**Problem details:**
Arrange every line of the data below, from the line containing "Target: white cloud" through the end of the data, as a JSON list of strings, with one string per line and blank lines omitted. Leave the pictures out of the answer.

+++ Recorded information

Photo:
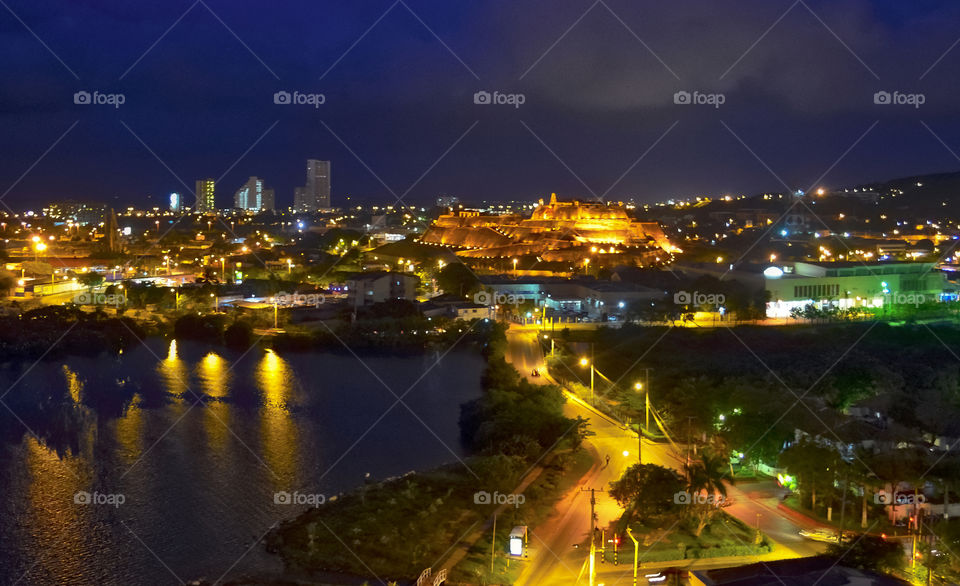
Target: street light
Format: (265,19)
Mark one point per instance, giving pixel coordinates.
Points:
(585,362)
(636,550)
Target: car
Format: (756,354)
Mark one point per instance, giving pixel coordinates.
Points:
(824,534)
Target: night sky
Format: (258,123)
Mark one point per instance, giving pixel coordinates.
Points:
(199,80)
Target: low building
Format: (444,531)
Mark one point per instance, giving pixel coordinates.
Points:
(853,284)
(380,286)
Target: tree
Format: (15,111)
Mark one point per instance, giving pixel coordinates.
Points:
(90,279)
(870,553)
(705,475)
(457,279)
(647,489)
(813,464)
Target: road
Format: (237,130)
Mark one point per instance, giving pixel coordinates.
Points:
(554,557)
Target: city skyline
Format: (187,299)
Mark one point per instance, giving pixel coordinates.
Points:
(598,70)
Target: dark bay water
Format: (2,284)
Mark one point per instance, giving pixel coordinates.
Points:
(199,480)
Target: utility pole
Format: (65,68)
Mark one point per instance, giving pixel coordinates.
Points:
(593,528)
(593,367)
(493,544)
(646,409)
(636,549)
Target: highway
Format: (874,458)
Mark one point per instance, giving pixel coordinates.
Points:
(554,557)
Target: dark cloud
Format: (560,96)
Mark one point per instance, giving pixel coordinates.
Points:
(400,98)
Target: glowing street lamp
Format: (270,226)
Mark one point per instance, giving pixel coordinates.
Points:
(586,362)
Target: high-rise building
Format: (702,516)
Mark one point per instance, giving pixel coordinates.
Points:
(298,203)
(315,195)
(269,202)
(250,195)
(205,197)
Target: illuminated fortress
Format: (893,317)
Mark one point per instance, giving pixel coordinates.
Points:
(561,231)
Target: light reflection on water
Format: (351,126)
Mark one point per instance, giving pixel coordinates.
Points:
(199,477)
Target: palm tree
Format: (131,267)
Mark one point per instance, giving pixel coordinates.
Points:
(706,474)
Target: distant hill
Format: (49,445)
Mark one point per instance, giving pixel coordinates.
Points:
(921,194)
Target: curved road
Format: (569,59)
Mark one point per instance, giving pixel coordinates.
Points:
(554,555)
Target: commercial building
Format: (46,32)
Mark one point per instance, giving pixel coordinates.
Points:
(852,284)
(380,286)
(205,195)
(250,196)
(269,203)
(315,195)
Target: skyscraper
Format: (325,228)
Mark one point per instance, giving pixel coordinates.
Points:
(315,195)
(205,197)
(298,203)
(269,202)
(250,195)
(318,183)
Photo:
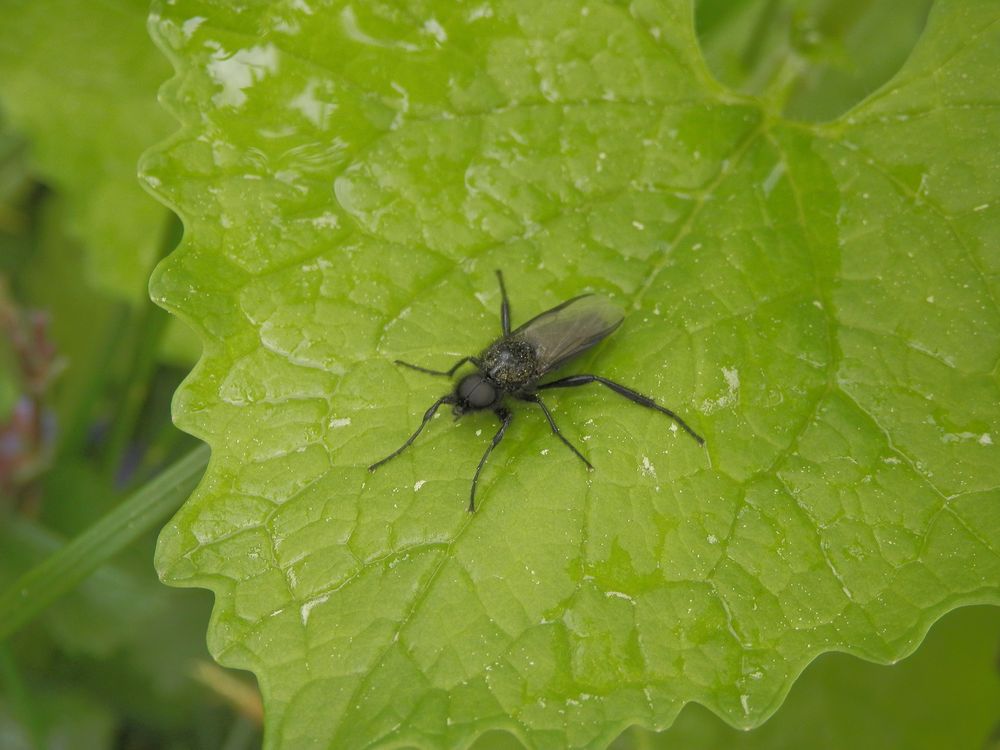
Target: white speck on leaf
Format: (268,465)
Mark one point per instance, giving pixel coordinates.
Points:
(237,72)
(306,608)
(732,378)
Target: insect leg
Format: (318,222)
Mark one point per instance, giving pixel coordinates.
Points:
(447,373)
(504,416)
(446,399)
(575,380)
(504,306)
(555,430)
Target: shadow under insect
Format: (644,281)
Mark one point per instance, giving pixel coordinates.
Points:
(512,365)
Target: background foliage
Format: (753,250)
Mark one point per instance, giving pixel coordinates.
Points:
(126,676)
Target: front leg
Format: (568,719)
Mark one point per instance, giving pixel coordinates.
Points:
(446,373)
(504,416)
(532,398)
(504,306)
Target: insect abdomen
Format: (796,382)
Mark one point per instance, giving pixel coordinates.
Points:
(510,363)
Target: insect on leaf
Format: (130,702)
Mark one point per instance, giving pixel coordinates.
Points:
(819,299)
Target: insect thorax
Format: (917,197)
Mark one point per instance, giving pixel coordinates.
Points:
(510,363)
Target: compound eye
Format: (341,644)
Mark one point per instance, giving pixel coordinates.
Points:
(475,391)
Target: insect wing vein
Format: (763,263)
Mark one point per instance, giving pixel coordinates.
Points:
(569,329)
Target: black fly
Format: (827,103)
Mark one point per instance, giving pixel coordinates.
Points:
(514,363)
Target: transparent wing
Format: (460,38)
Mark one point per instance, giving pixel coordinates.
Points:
(568,329)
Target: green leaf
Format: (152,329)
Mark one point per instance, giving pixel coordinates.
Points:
(945,695)
(819,302)
(80,81)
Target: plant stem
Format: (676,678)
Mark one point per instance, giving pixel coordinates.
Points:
(37,589)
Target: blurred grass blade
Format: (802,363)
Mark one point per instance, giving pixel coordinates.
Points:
(143,510)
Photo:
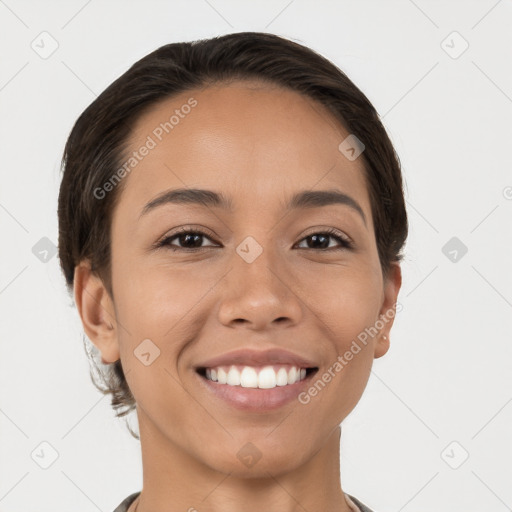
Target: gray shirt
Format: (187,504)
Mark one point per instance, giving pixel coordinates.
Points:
(124,505)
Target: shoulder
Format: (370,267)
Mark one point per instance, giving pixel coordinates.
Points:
(123,506)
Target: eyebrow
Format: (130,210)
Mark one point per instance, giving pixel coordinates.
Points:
(209,198)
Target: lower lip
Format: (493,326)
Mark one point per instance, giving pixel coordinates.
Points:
(256,399)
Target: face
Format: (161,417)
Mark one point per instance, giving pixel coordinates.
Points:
(259,274)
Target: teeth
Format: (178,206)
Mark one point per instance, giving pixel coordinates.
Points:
(268,377)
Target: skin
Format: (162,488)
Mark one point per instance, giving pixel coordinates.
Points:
(259,145)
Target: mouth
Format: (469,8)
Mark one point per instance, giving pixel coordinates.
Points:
(255,389)
(262,377)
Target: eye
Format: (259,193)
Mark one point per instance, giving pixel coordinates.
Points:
(190,240)
(321,238)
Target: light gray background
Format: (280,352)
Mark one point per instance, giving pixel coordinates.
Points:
(445,382)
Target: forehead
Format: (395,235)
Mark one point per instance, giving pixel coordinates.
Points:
(252,141)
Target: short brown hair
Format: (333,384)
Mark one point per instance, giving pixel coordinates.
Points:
(99,138)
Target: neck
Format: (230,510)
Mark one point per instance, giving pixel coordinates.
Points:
(176,480)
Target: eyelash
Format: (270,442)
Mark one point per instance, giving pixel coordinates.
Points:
(165,242)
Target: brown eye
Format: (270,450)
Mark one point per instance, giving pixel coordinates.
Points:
(321,241)
(189,240)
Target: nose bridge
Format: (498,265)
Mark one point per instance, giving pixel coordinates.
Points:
(257,291)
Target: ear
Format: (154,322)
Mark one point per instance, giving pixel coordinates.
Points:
(97,312)
(387,312)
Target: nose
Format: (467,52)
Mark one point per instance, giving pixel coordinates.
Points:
(259,295)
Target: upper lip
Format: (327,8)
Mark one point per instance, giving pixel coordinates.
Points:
(251,357)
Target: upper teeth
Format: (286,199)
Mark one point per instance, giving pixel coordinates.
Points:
(248,377)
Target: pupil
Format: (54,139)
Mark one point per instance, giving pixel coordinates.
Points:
(188,236)
(316,237)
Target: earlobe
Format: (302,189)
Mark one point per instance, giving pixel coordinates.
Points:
(96,312)
(388,310)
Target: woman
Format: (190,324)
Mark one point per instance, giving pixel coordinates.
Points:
(231,217)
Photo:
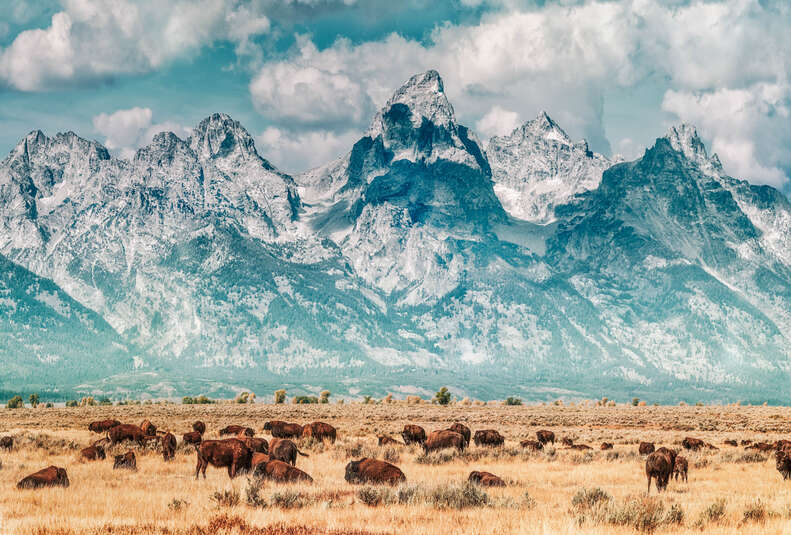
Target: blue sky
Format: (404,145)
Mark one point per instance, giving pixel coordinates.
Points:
(305,76)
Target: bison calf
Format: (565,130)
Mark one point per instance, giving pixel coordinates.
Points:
(485,479)
(281,472)
(127,461)
(374,471)
(48,477)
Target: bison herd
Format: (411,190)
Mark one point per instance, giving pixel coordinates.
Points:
(240,451)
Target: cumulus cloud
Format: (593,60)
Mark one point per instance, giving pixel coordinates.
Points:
(92,40)
(567,58)
(127,130)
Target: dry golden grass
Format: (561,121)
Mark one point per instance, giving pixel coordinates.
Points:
(164,498)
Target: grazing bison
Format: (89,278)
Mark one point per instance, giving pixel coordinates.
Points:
(231,453)
(281,472)
(94,452)
(102,426)
(646,448)
(681,468)
(387,441)
(280,429)
(374,471)
(485,479)
(282,449)
(149,429)
(545,436)
(659,465)
(127,461)
(488,437)
(258,445)
(413,434)
(237,430)
(693,444)
(168,446)
(783,463)
(533,445)
(48,477)
(439,440)
(193,437)
(123,432)
(259,458)
(320,431)
(463,430)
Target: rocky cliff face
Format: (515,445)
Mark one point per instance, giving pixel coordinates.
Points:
(534,267)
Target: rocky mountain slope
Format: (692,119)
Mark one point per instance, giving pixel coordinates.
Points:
(534,267)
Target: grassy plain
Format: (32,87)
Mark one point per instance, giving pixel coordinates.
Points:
(730,490)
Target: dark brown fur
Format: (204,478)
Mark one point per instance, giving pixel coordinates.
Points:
(374,471)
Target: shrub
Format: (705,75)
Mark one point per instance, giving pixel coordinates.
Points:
(587,498)
(226,498)
(442,397)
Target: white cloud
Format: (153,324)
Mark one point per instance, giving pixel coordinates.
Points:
(565,57)
(95,39)
(498,122)
(127,130)
(287,149)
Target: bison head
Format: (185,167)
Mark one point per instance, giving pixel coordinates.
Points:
(353,471)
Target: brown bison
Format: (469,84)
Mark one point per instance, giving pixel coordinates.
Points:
(102,426)
(193,437)
(646,448)
(123,432)
(681,468)
(282,449)
(280,429)
(320,431)
(693,444)
(488,437)
(94,452)
(127,461)
(48,477)
(231,453)
(374,471)
(485,479)
(463,430)
(533,445)
(168,446)
(439,440)
(783,462)
(413,434)
(237,430)
(258,445)
(259,458)
(281,472)
(148,428)
(387,441)
(659,465)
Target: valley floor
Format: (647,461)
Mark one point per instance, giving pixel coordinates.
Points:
(730,490)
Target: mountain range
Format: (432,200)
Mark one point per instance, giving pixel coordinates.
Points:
(527,266)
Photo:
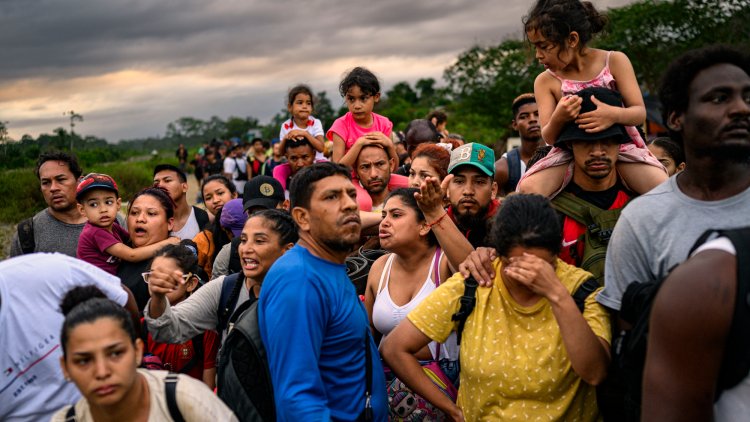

++++++

**Solution for this exercise:**
[
  "Target: white cloud",
  "Format: (153,324)",
  "Mark one point per instance, giving pixel coordinates.",
  "Points:",
  "(565,57)",
  "(95,39)",
  "(498,122)",
  "(127,130)",
  "(287,149)",
  "Target: bison head",
  "Format: (185,167)",
  "Mark one point per instance, giving pixel coordinates.",
  "Points:",
  "(353,471)",
  "Target: brown bison",
  "Format: (469,84)",
  "Mark one point per instance, giving pixel coordinates.",
  "Points:",
  "(102,426)",
  "(193,437)",
  "(646,448)",
  "(123,432)",
  "(681,468)",
  "(282,449)",
  "(280,429)",
  "(320,431)",
  "(693,444)",
  "(488,437)",
  "(94,452)",
  "(127,461)",
  "(48,477)",
  "(231,453)",
  "(374,471)",
  "(485,479)",
  "(463,430)",
  "(533,445)",
  "(168,446)",
  "(439,440)",
  "(783,462)",
  "(413,434)",
  "(237,430)",
  "(258,445)",
  "(259,458)",
  "(281,472)",
  "(148,428)",
  "(387,441)",
  "(659,465)",
  "Target: valley floor",
  "Format: (647,461)",
  "Mark one point per instance, giving pixel coordinates.",
  "Points:",
  "(730,490)",
  "Target: mountain range",
  "Format: (432,200)",
  "Mark one point per instance, giving pixel coordinates.",
  "Points:",
  "(527,266)",
  "Photo:"
]